» Aim of the task
All of the records should be given again exactly as they appear.

» Exercise inputs
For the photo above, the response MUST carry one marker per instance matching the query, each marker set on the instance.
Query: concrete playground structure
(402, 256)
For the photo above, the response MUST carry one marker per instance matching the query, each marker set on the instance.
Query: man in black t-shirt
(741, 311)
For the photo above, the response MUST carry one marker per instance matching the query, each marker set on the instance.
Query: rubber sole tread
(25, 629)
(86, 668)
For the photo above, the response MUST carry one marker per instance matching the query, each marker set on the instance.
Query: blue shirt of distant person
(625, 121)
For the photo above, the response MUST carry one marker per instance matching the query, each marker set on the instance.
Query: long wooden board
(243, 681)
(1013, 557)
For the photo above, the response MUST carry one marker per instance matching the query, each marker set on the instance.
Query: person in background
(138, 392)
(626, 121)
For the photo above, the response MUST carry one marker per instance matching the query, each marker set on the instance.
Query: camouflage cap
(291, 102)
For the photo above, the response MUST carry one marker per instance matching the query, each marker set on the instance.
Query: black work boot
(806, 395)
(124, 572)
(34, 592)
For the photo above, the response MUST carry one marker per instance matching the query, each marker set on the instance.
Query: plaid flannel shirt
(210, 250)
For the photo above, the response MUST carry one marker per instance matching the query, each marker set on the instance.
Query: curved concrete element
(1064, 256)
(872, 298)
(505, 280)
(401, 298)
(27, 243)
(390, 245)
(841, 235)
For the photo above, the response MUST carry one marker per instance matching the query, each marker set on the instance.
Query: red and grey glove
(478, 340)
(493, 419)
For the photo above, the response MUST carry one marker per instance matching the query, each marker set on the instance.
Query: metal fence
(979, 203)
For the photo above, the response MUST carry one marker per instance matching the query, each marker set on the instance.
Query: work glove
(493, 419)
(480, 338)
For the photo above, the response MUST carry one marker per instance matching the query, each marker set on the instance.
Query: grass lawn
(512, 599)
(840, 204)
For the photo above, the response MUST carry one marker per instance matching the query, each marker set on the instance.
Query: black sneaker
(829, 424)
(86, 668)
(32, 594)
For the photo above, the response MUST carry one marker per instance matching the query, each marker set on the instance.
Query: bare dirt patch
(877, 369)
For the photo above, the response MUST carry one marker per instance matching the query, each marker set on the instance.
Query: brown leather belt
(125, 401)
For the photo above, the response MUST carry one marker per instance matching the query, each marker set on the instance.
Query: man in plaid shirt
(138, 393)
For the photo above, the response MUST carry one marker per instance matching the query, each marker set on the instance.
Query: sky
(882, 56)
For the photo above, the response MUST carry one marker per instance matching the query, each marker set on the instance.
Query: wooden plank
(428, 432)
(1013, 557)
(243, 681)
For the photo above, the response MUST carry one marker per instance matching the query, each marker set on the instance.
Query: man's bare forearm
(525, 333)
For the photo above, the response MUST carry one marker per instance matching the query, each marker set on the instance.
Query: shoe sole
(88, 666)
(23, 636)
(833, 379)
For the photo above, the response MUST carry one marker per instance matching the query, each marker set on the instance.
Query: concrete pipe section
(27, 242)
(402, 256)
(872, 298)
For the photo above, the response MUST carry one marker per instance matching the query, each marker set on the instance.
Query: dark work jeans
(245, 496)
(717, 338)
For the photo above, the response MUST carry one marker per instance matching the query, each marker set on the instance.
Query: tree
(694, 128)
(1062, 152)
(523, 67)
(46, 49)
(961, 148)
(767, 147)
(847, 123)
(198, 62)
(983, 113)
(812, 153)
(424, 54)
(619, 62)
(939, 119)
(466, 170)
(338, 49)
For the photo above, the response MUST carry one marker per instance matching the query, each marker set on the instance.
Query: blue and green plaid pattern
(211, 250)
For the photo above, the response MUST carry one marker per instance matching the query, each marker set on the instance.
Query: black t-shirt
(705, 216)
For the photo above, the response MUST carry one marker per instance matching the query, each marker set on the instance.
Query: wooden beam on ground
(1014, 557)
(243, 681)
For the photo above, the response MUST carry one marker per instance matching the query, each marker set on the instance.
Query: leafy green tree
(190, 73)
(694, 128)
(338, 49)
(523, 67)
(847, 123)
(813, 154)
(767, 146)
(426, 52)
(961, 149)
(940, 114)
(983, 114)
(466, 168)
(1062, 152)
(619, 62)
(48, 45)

» Result
For the photo above, the response MUST carry one marker per instance matching the query, each marker set on the instance.
Query: concrete playground structure
(402, 256)
For the photo above, the response MUST carry one marker per instance matching the query, each marker set on the instance.
Query: man in black t-shirt
(741, 311)
For the photo above, the response MUST carry one marker per instance matching the query, each marker set on the instance.
Query: rubber sole tread
(25, 629)
(86, 668)
For the photo above, the response MUST carry one marker per instance matching the query, each marker set on the instance.
Query: blue shirt of distant person
(625, 121)
For the photo above, the response MUST carry one marker per instance matching the query, each marker set on the instance.
Query: long wooden board
(243, 681)
(1013, 557)
For the photo above, the response MUST carry one marker per instance matching the query, each marker set on the instance.
Query: person in background
(138, 392)
(626, 121)
For the photo above, the response MUST carry one marker per instance matching the query, each marker set on the instance.
Query: camouflage cap
(291, 102)
For the photo above, the response MUST carry one marker per instance matching the query, each marker set on the instance.
Query: black work boot
(806, 395)
(124, 572)
(34, 592)
For the photo above, the response MUST carry one marker per instance matching the query, each marker set on the instance.
Query: plaid flannel shirt
(210, 250)
For the photo above, the response MUST carry one marker per instance matching the query, each marker set on the instance.
Query: curved concrete element
(1064, 256)
(872, 298)
(505, 280)
(401, 298)
(27, 243)
(390, 245)
(841, 235)
For the photo above, the response MUST carry one marker per instance matching the query, each marker set on the instance.
Query: red and grey glove
(478, 340)
(493, 419)
For the photo above, the response MUST carry one marker per instance matching the query, each marker set on the instance.
Query: metal fence
(979, 203)
For the photo above, the response MUST carry one marker per instance matching the query, each marker set on the instance.
Query: work glove
(493, 419)
(480, 338)
For the photo above, the response MUST carry one marker per instance matching the query, each marker set on the instance.
Query: grass lawn
(512, 599)
(840, 204)
For the photo above, the response MUST carry one marker per instance matching the query, each marker set on the instance.
Query: black sneaker
(829, 424)
(86, 668)
(32, 594)
For the photo above, the response MUST carry one marker per instance matching the query, each marker set on the instance.
Query: bare dirt patch
(877, 369)
For the photo above, the response MUST carry one marker per instance matching the query, each marker set on the instance.
Query: brown leather belt
(125, 401)
For the photo above, the response MUST carry one marker per instance matching the query, each marker set on the instance.
Query: man in plaid shirt
(138, 393)
For the photo above, the response MUST carry one marker per instance matching the query, each marker set on the instance.
Query: sky
(882, 56)
For the photo above, the response MUST carry one marker per instance matching the query, each marker set on the instance.
Query: wooden plank
(428, 432)
(1013, 557)
(243, 681)
For the photo above, the response MUST carry one marker per instance matching the query, each marker set on the instance.
Query: man's bare forearm
(525, 333)
For the photo above, the response MUST carry one marker per instance matching the query, each marker set on the instance.
Query: shoe sole
(88, 666)
(23, 636)
(833, 379)
For the photo above, the response MUST carry one marker per instance matching the query, each marker set on the instance.
Query: concrete pipe section
(27, 242)
(402, 256)
(872, 298)
For the photo above, the response MUST carry one marker per instance matching the query, each marker set on the instance.
Query: dark work jeans
(245, 496)
(717, 338)
For the photo above, the response MUST carry one marker per instance matching the query, each marker set on the instance.
Query: tree
(694, 128)
(1062, 152)
(523, 67)
(46, 49)
(961, 148)
(767, 147)
(847, 123)
(198, 62)
(983, 113)
(812, 153)
(424, 54)
(619, 62)
(939, 119)
(466, 170)
(338, 49)
For the photo above, the response MUST carry one marker per instance matching the query, each marker set on the instance.
Query: blue and green plaid pattern
(211, 250)
For the photo above, the response MUST carry one marker per instance matching the query, each marker set on the instance.
Query: black t-shirt
(705, 216)
For the photo above, the response MUST carry one marker per instance matching the query, each marker set on the instance.
Query: wooden beam on ground
(1014, 557)
(243, 681)
For the photo above, the response MUST carry one marker per instance matching the query, each marker set on the instance.
Query: leafy green tree
(190, 73)
(694, 128)
(338, 49)
(523, 67)
(847, 123)
(813, 154)
(767, 146)
(426, 52)
(961, 149)
(940, 114)
(983, 114)
(466, 168)
(1062, 152)
(619, 62)
(48, 45)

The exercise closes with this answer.